-- begin SELECTED TEXT --

Skip to content

[bug] Local CPU memory leaking when using remote connector #2017

@ningziwen

Description

@ningziwen

Label
Please label your issue with "bug" and any other relevant labels so that it can easily be easily categorized under LMCache Onboarding

Describe the bug
When using Redis remote connector, I noticed local memory leaking issue and TTFT P50 turns from ~0.4s to 3s after several hours of tests using https://github.com/LMCache/LMBenchmark/blob/main/real-multi-round-qa/multi-round-qa.py#L104. The hours taken to increase seems linear to the max_local_cpu_size config. This issue should not be specific to Redis connector since other connectors are interacting local cpu with similar approach (such as SageMaker HyperPod connector). Using Redis connector as example here since it exists for long time.

In logs, I'm seeing lots of No eviction candidates found in local cpu backend..

With enabling logs in this PR, #1972

I'm seeing multiple cases of local cpu memory leaking.

  1. All of items are pinned and never unpinned. Local CPU backend state: total_items=18, pinned_count=18, ref_count_distribution={1: 18}. I added some pin/unpin logs locally and noticed it is from VLLM. By some reason, the wait_for_save() which has lookup_pin() is not called after lookup().

-- end SELECTED TEXT --
-- begin STORED RECORDS --

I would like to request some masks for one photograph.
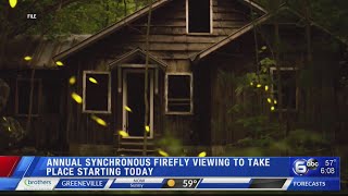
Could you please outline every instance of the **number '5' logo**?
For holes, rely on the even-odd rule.
[[[306,159],[297,159],[294,161],[293,171],[297,175],[304,175],[308,172],[307,160]]]

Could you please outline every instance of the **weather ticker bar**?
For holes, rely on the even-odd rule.
[[[338,157],[0,157],[0,191],[339,191]]]

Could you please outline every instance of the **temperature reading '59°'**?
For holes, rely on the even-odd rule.
[[[183,187],[192,187],[197,184],[197,180],[184,180],[183,181]]]
[[[336,159],[325,160],[325,167],[332,167],[336,164]]]

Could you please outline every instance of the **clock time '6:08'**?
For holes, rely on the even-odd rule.
[[[321,174],[335,174],[335,168],[321,168],[320,173]]]

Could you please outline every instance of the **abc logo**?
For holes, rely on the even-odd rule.
[[[297,159],[294,161],[293,171],[297,175],[304,175],[309,170],[316,170],[319,162],[315,159]]]

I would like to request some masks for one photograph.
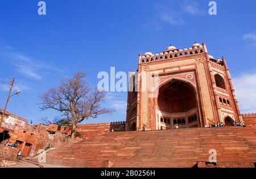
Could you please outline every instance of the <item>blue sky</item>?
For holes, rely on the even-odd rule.
[[[0,2],[0,107],[7,78],[15,89],[8,110],[40,122],[58,114],[40,111],[39,96],[78,71],[96,86],[98,72],[135,70],[138,54],[160,52],[170,44],[188,48],[204,41],[215,58],[224,56],[242,112],[256,112],[256,2],[215,1],[46,0],[46,16],[37,0]],[[125,120],[126,93],[109,93],[105,105],[115,110],[86,122]]]

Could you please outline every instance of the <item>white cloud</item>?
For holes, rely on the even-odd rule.
[[[162,4],[153,5],[154,15],[150,18],[150,23],[155,22],[164,22],[176,26],[183,25],[188,16],[201,15],[207,11],[199,7],[198,3],[188,1],[181,1],[174,6],[170,2],[164,2]],[[208,11],[207,11],[208,12]],[[148,24],[149,22],[145,23]],[[160,24],[156,24],[159,28]]]
[[[246,34],[243,35],[243,39],[244,40],[256,42],[256,33],[250,32]]]
[[[242,39],[243,41],[247,43],[247,48],[254,49],[256,48],[256,33],[250,32],[245,34]]]
[[[256,113],[256,72],[242,74],[233,82],[241,113]]]
[[[106,95],[106,101],[115,113],[125,113],[127,107],[127,93],[108,92]]]
[[[204,14],[204,11],[199,7],[198,4],[192,3],[191,2],[186,4],[184,11],[187,13],[193,15],[203,15]]]
[[[53,65],[16,53],[12,48],[2,47],[1,55],[4,56],[7,62],[15,67],[15,70],[27,77],[36,80],[40,80],[44,73],[48,72],[57,72],[63,73],[64,71]]]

-- end STORED RECORDS --

> [GIVEN TASK A]
Based on the bug report, say whether each statement agrees with it. Answer yes or no for each, and quote the deciding words.
(i) After several hours of tests, TTFT P50 went from about 0.4s to 3s.
(ii) The issue is described as specific to the Redis connector.
(iii) In the logged backend state, only some of the items were pinned.
> [GIVEN TASK B]
Translate this sentence from the bug report into Spanish: "I added some pin/unpin logs locally and noticed it is from VLLM."

> [OUTPUT A]
(i) Yes: "TTFT P50 turns from ~0.4s to 3s after several hours of tests"
(ii) No: "This issue should not be specific to Redis connector"
(iii) No: "total_items=18, pinned_count=18"

> [OUTPUT B]
Agregué algunos registros de pin/unpin localmente y noté que proviene de VLLM.